> _Given passage_:
Against any additional cost to ECA would have to be credited the basic and additional charter hire paid by American ship operators to the Maritime Commission, corporate income taxes resulting from this operation, and income taxes of the crews, which items in the aggregate will amount to some $2.30 per ton of coal carried (using France, the heavy coal consumer, as a basis). Even these figures do not take into account additional expenses to which the United States would be subjected, such as unemployment insurance, social-security costs, and so forth. It is, therefore, our contention that, in the aggregate and on a national basis, there is actually no additional cost to the United States in allowing our own vessels to participate in the carriage of this traffic on the provided basis.

There is also the very practical consideration that, if it were not for the availability of American ships to transport these bulk cargoes, the rates offered by foreign ships for such purpose would in all probability equal, if not exceed, the market rates for United States ships. When we consider the subject on a national basis, crediting payments to the Commission for charter hire and income and other taxes accruing to the Treasury from such operation, there appears to be no doubt as to the most desirable procedure.

Lines of data
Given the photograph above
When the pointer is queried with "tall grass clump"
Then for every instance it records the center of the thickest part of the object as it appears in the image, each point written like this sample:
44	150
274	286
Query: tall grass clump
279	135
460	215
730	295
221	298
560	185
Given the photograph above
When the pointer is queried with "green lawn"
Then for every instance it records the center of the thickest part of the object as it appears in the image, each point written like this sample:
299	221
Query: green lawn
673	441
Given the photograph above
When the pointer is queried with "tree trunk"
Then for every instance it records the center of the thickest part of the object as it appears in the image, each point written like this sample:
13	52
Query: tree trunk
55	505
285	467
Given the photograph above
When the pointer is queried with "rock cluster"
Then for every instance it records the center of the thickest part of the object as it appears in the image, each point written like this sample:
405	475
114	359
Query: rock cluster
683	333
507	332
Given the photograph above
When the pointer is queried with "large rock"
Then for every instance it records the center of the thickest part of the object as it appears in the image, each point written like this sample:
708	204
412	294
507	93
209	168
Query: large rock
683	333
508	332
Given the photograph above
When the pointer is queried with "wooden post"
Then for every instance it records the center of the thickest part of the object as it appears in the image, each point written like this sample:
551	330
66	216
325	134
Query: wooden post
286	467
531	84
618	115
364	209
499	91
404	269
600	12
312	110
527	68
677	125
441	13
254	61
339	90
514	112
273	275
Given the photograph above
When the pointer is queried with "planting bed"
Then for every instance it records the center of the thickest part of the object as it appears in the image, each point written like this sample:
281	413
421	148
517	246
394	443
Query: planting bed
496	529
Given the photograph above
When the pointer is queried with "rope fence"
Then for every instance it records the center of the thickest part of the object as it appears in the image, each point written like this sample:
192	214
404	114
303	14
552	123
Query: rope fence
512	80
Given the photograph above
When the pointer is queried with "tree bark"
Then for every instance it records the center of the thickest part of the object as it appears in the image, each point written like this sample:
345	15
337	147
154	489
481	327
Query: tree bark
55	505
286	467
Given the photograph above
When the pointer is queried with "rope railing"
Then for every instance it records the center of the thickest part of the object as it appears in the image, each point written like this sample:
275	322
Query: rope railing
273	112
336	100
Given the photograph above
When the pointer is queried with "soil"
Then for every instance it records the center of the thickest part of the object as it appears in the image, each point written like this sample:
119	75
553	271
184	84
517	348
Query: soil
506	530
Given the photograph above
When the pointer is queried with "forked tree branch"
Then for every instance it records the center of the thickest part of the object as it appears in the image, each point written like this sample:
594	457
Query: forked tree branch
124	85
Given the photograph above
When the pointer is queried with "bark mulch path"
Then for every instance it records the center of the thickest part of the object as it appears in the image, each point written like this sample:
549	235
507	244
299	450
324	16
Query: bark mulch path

> _Task list_:
1) Summarize the passage on carrying coal in American ships in two sentences.
2) Repeat word for word the stretch of the passage on carrying coal in American ships from "Against any additional" through "the provided basis.".
These lines are separate material, apart from the passage.

> _Answers to each task_:
1) Any additional cost to ECA from using American vessels would be offset by charter hire paid to the Maritime Commission, corporate income taxes, and crew income taxes, which together amount to about $2.30 per ton of coal, so on a national basis there is no additional cost to the United States. Without American ships available, foreign rates for carrying these bulk cargoes would probably equal or exceed the market rates for United States ships.

2)
Against any additional cost to ECA would have to be credited the basic and additional charter hire paid by American ship operators to the Maritime Commission, corporate income taxes resulting from this operation, and income taxes of the crews, which items in the aggregate will amount to some $2.30 per ton of coal carried (using France, the heavy coal consumer, as a basis). Even these figures do not take into account additional expenses to which the United States would be subjected, such as unemployment insurance, social-security costs, and so forth. It is, therefore, our contention that, in the aggregate and on a national basis, there is actually no additional cost to the United States in allowing our own vessels to participate in the carriage of this traffic on the provided basis.